- _About this task_
Search the data for the string "foliage" and copy each line in which it appears.

- _Source material_
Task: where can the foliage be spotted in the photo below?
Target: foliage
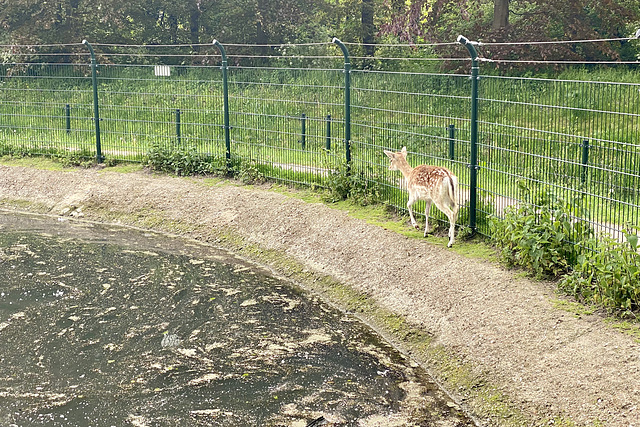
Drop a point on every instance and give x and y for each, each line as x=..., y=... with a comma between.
x=609, y=275
x=183, y=160
x=344, y=183
x=537, y=20
x=541, y=236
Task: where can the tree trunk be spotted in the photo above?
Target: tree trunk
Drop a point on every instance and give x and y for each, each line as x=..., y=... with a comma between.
x=500, y=14
x=194, y=27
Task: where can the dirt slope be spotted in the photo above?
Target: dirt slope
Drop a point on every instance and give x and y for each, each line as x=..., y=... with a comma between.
x=549, y=362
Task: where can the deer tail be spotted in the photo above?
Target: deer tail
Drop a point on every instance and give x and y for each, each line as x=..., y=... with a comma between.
x=453, y=188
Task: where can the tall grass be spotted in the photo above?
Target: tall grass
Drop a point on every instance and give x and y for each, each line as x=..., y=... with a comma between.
x=531, y=130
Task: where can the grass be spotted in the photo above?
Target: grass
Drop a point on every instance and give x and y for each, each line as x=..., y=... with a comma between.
x=486, y=398
x=531, y=129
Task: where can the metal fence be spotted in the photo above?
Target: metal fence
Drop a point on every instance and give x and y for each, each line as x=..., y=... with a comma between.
x=300, y=112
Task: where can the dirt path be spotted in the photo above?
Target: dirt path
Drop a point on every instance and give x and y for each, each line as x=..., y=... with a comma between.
x=551, y=364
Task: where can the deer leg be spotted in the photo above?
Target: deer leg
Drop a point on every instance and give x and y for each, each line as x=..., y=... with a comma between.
x=413, y=220
x=451, y=214
x=427, y=209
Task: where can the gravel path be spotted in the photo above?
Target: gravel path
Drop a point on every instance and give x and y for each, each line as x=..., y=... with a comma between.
x=550, y=363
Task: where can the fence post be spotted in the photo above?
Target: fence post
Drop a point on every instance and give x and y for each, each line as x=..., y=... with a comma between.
x=67, y=113
x=347, y=101
x=328, y=134
x=225, y=100
x=96, y=108
x=585, y=159
x=178, y=130
x=473, y=162
x=303, y=139
x=452, y=140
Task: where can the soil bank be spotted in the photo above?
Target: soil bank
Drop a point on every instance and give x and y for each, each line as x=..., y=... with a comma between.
x=497, y=341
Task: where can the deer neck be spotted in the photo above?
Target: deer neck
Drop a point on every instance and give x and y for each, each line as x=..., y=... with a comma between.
x=404, y=167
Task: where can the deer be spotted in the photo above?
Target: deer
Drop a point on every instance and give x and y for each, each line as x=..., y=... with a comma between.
x=429, y=183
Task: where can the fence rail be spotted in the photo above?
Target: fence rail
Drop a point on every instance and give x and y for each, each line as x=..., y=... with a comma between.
x=577, y=137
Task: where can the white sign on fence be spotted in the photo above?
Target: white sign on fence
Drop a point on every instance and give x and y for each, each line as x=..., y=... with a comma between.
x=162, y=70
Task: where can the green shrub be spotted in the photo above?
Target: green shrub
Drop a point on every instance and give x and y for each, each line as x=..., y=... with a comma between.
x=344, y=183
x=183, y=160
x=540, y=237
x=609, y=275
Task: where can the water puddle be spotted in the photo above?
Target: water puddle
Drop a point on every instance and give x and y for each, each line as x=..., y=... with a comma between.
x=106, y=326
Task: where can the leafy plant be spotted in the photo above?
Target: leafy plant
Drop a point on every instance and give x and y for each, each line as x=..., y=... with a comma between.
x=344, y=183
x=183, y=160
x=540, y=237
x=609, y=275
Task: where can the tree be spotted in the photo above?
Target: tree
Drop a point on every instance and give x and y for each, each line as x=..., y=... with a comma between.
x=500, y=14
x=520, y=20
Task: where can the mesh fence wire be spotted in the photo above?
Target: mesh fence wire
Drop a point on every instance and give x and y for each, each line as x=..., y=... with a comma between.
x=578, y=139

- _Result for this task_
Task: where can the foliage be spotted in the photo below?
Target: foliage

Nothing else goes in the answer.